**Task brief**: Write out every line of the records below, requests included, shifting each bounding-box coordinate in the answers up by 66.

**Given data**:
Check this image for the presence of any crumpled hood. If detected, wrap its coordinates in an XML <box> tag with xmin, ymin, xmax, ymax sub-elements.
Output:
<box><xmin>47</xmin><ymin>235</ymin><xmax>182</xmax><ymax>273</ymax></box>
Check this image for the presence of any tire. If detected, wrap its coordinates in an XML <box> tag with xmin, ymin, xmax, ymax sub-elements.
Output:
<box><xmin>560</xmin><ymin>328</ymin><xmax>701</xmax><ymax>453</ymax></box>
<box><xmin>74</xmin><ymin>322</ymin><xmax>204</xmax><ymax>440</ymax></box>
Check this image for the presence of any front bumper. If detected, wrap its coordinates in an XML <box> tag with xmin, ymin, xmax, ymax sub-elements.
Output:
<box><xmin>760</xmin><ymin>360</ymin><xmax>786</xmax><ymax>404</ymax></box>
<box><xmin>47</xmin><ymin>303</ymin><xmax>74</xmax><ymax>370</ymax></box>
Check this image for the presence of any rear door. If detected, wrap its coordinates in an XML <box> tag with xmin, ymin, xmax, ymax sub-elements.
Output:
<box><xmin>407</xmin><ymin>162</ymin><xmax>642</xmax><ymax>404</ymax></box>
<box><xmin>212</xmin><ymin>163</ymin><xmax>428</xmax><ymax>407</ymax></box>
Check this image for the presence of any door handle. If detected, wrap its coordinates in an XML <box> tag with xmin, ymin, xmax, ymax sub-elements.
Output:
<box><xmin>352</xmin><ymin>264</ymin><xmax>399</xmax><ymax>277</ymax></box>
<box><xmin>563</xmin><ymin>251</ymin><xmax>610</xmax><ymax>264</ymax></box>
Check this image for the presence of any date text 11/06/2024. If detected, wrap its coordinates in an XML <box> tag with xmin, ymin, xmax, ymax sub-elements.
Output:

**Output for this task**:
Check this image for the presence of any crumpled hood. If detected, wrap its coordinates in an XML <box> tag with xmin, ymin, xmax, ymax sub-elements.
Output:
<box><xmin>113</xmin><ymin>301</ymin><xmax>248</xmax><ymax>339</ymax></box>
Check this image for the presence of any tire. If detected, wrap its coordinates in an XML <box> tag with xmin, ymin, xmax, ymax sub-elements.
Output:
<box><xmin>626</xmin><ymin>394</ymin><xmax>767</xmax><ymax>519</ymax></box>
<box><xmin>140</xmin><ymin>388</ymin><xmax>270</xmax><ymax>506</ymax></box>
Check this image for the presence of any front bumper. If detected, wrap its coordinates in an XML <box> tag with xmin, ymin, xmax, ymax sub-elements.
Output:
<box><xmin>826</xmin><ymin>426</ymin><xmax>852</xmax><ymax>470</ymax></box>
<box><xmin>113</xmin><ymin>369</ymin><xmax>140</xmax><ymax>436</ymax></box>
Check this image for the presence of any rear door. If detected, wrap its coordinates in an XML <box> tag with xmin, ymin, xmax, ymax sub-elements.
Output:
<box><xmin>473</xmin><ymin>228</ymin><xmax>708</xmax><ymax>470</ymax></box>
<box><xmin>278</xmin><ymin>229</ymin><xmax>494</xmax><ymax>473</ymax></box>
Check this image for the presence of any door handle. If detected, wrap its coordinates in an XML <box> tag with xmin, ymin, xmax, ymax sub-elements.
Output:
<box><xmin>418</xmin><ymin>330</ymin><xmax>465</xmax><ymax>343</ymax></box>
<box><xmin>629</xmin><ymin>317</ymin><xmax>676</xmax><ymax>330</ymax></box>
Check this image for the presence of any date text 11/06/2024. If detected, wrap its coordinates in an XML <box> tag with xmin, ymin, xmax, ymax sub-elements.
Output:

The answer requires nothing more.